The task >> Transcribe word for word the lines spanning the line with "Task: point to every instance of the dog's face." through the end of the records.

*** Source data ***

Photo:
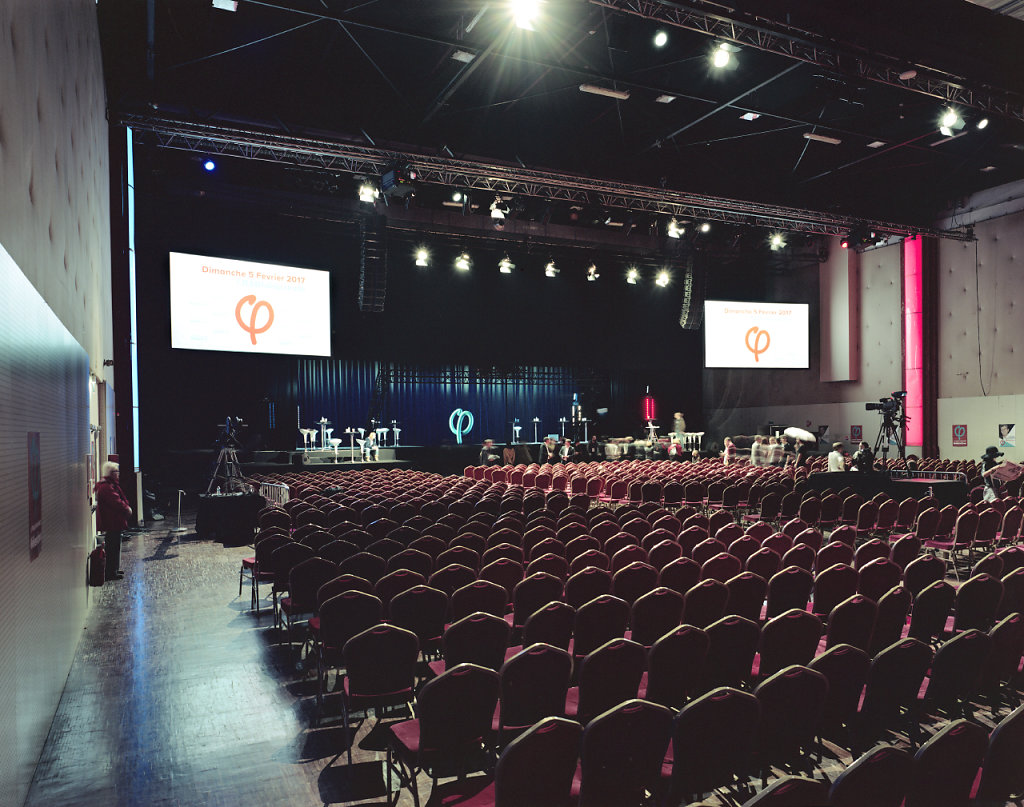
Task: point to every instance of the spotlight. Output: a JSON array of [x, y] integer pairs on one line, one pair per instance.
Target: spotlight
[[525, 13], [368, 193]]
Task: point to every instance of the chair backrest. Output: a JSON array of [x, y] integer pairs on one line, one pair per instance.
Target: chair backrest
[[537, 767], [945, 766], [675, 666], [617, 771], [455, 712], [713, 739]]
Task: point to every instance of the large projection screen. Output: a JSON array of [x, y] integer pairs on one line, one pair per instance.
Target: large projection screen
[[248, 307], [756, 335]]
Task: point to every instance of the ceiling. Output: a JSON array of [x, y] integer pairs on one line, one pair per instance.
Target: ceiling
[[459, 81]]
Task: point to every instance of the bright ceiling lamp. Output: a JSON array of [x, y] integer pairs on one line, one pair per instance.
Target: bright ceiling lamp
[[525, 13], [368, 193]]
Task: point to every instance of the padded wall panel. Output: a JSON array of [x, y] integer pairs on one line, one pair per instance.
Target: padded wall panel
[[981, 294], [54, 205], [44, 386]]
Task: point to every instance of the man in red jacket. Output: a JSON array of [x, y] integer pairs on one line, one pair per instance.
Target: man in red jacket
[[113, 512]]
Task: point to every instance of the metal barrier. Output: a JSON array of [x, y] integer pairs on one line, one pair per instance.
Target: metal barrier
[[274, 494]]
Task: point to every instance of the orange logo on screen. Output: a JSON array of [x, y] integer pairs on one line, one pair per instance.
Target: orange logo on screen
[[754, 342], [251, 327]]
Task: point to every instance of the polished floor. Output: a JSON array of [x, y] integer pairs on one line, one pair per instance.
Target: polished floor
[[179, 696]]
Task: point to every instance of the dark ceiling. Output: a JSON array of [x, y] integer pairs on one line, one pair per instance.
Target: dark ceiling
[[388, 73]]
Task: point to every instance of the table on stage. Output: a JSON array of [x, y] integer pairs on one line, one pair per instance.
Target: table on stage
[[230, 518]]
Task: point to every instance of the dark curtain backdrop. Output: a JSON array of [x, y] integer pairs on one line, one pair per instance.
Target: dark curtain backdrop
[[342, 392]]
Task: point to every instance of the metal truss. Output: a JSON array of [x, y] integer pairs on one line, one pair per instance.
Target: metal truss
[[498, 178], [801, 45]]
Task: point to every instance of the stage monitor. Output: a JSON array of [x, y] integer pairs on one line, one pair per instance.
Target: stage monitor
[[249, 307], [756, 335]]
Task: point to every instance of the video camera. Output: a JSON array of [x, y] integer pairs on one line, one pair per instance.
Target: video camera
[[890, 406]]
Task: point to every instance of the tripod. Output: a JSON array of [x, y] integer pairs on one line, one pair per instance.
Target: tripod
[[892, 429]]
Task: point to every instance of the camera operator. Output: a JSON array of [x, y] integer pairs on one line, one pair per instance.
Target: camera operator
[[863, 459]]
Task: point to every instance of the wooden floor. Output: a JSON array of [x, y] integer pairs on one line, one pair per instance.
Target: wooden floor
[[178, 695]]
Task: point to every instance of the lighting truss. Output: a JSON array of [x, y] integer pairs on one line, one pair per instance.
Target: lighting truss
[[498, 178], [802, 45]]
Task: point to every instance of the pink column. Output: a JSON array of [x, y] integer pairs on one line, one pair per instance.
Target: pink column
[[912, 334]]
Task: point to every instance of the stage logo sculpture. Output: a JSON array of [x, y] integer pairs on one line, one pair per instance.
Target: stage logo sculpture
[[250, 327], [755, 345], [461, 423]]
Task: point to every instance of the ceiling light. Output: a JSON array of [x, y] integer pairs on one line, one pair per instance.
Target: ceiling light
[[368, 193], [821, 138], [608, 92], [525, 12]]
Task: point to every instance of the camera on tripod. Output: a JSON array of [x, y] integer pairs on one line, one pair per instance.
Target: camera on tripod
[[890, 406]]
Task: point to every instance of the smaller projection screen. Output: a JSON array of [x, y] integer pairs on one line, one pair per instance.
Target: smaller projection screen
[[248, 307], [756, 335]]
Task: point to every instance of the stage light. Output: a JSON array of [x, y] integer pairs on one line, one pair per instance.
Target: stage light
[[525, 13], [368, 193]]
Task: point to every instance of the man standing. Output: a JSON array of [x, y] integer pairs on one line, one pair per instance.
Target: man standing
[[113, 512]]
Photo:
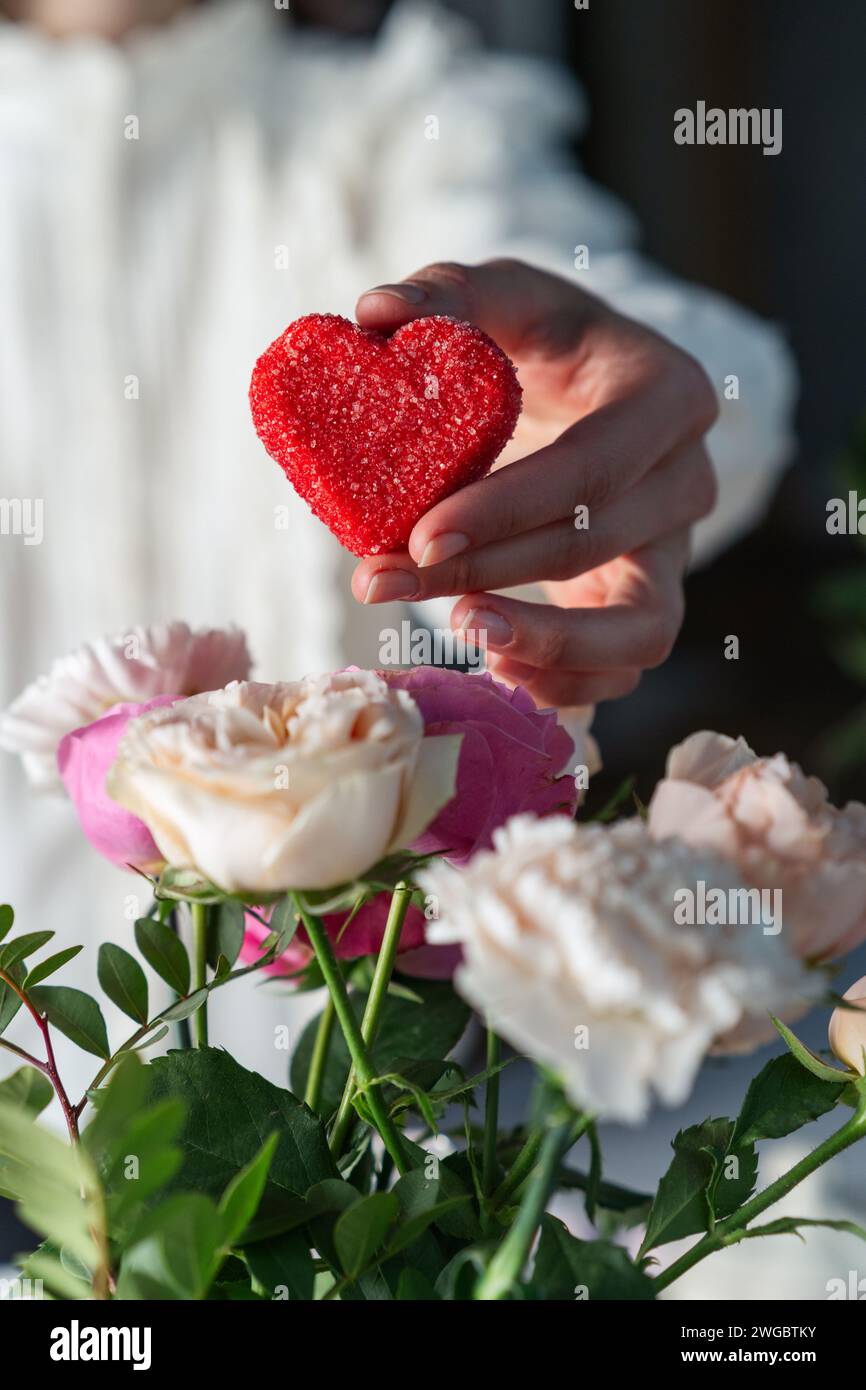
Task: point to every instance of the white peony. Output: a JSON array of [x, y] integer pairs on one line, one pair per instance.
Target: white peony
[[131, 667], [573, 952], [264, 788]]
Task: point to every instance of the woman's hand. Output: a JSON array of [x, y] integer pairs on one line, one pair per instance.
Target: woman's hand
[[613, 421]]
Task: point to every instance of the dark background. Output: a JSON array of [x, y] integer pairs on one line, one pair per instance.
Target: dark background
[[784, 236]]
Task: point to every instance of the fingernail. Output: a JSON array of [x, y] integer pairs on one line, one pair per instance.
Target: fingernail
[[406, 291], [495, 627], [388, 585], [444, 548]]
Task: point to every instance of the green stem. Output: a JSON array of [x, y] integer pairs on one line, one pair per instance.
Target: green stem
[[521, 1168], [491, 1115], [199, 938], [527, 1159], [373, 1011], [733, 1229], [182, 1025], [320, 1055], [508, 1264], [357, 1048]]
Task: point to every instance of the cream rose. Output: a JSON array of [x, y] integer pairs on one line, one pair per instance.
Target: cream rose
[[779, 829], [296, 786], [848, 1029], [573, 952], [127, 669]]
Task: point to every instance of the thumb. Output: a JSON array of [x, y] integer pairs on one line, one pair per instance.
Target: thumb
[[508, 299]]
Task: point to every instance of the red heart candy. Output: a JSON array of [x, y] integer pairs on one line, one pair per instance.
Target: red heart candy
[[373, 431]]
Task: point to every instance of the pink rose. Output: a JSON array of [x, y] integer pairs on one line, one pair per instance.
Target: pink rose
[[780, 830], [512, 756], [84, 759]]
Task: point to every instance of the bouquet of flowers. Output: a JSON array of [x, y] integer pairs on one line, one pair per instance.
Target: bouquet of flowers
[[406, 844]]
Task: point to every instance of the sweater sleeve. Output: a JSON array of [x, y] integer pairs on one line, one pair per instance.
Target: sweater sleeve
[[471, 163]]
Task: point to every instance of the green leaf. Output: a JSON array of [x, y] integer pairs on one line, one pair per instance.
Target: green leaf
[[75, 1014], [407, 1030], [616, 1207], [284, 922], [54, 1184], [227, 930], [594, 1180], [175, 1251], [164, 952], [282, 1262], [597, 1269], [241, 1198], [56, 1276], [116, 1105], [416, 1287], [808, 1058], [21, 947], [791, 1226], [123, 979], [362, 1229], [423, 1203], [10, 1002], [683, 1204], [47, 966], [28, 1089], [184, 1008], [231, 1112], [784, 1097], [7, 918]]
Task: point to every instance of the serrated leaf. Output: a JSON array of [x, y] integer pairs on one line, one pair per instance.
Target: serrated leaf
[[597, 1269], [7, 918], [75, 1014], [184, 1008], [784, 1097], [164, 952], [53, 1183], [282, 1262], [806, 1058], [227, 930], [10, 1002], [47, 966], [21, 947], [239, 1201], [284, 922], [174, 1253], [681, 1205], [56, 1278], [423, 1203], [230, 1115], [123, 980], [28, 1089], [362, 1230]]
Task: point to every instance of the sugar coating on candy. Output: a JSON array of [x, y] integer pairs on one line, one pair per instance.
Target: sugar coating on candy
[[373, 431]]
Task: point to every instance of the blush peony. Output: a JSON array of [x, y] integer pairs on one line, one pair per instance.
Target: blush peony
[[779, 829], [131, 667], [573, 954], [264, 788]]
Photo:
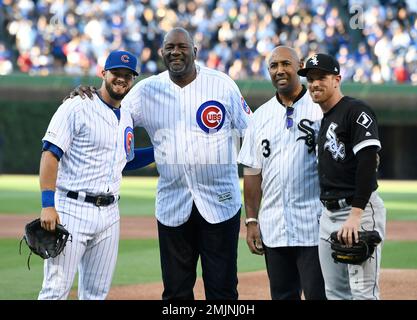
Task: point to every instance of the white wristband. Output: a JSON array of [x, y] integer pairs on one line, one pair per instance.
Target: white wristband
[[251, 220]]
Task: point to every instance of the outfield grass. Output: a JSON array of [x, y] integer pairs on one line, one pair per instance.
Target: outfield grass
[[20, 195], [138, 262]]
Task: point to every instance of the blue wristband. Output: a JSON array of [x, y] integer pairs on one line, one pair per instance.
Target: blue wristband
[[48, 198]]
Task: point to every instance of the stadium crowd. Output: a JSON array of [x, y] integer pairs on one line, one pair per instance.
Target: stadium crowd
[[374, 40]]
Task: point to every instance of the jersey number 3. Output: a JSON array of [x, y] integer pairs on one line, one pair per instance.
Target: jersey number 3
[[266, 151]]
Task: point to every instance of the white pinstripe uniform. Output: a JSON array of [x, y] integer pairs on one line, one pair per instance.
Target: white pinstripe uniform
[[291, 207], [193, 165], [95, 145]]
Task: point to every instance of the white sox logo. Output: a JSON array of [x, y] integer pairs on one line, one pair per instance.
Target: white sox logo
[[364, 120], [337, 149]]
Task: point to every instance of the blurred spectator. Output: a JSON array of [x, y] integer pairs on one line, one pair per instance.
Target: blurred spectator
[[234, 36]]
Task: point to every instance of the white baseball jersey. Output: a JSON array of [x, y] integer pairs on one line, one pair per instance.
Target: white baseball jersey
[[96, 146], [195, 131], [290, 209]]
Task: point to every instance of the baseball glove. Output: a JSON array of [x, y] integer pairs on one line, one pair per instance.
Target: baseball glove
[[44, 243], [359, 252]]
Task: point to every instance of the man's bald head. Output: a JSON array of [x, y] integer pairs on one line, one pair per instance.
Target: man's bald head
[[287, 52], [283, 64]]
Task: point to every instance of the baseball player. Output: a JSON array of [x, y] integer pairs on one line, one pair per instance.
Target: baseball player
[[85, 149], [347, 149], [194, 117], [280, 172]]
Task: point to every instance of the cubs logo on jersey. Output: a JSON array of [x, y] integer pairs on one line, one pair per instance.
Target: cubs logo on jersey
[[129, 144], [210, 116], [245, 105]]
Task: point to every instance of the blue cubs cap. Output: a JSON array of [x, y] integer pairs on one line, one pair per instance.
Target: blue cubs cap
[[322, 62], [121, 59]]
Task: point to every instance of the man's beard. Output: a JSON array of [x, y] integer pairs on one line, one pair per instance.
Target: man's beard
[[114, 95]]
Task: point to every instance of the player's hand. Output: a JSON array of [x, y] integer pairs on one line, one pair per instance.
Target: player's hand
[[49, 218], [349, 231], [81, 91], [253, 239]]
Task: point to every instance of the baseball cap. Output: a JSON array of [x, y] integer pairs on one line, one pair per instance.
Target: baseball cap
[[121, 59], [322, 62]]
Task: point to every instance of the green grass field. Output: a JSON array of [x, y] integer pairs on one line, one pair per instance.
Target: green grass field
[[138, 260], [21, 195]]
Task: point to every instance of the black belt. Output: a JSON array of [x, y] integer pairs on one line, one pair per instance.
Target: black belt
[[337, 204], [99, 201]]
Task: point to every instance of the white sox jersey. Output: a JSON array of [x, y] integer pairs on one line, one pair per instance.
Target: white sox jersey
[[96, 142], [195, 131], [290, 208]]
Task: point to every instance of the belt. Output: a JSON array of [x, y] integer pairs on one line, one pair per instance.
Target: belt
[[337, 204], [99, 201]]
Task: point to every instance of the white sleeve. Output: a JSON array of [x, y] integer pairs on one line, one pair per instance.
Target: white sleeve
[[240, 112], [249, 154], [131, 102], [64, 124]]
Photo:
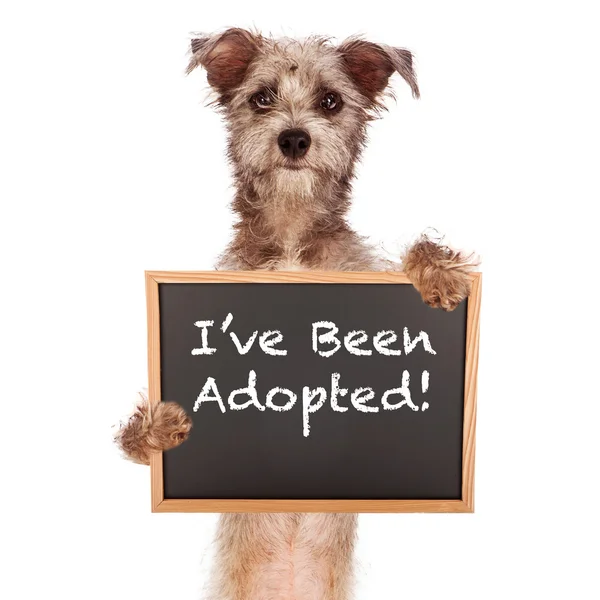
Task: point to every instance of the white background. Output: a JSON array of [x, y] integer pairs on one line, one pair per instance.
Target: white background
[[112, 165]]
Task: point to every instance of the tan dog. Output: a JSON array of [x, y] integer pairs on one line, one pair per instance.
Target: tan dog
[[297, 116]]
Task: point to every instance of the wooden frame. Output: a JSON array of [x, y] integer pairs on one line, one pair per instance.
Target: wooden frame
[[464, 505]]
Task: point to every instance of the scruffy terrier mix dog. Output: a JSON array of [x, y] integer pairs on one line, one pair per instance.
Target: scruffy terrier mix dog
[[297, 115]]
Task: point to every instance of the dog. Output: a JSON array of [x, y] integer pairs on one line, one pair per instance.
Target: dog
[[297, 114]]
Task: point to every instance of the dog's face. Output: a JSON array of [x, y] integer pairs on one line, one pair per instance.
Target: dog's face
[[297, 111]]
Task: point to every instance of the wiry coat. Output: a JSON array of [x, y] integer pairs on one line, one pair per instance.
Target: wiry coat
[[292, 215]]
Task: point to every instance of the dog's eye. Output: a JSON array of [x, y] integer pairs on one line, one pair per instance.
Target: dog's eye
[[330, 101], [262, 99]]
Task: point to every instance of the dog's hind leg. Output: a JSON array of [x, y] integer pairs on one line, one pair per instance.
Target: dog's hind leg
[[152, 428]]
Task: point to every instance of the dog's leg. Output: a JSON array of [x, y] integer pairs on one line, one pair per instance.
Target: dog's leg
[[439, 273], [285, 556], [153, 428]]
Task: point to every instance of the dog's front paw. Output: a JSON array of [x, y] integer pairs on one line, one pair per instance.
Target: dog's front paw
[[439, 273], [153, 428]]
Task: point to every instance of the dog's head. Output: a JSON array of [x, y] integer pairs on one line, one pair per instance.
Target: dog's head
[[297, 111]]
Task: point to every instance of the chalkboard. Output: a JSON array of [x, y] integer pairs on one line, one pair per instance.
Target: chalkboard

***

Response to the exercise >>
Task: point to every instance of the dog's face. Output: a JSON array of [x, y] integer pairs on one line, one pair per instance.
Target: dog's face
[[297, 111]]
Task: point to every instance of the wiry coat. Output: a JSON array of [x, y] integer pairs on one line, one pair per instance.
Target: wiry coat
[[292, 215]]
Task: point to every instance of the dog's eye. Output: a JSON array of [x, y] integer pairs on one line, one pair per instance.
Target: dog's eye
[[330, 101], [262, 99]]
Task: point to every instance of the dog's hind leg. Output: a JSON array of [x, y] integer pairs on one line, one pair per instance.
Target: dog's hind leg
[[152, 428]]
Task: point to every instance of the dog's leg. Output: a JSON array of [x, y] integer pairs on one line, one pair per instance.
Target: dog's leg
[[439, 273], [285, 556], [153, 428]]
Task: point to every instance of the dog's front paw. Output: a JSON array of [x, y] integer pairs on one line, one pair per instance.
Target: dog's front paw
[[439, 273], [153, 428]]
Task: point to every instance of the dog's head. Output: a JSON array of [x, y] integer pairs on one line, one pair per instance.
Target: dog's head
[[297, 111]]
Task: point to every instance of the chalkboard. Output: a JSON array of [x, y] integer pairs on one line, one pair per instance.
Target: chalkboard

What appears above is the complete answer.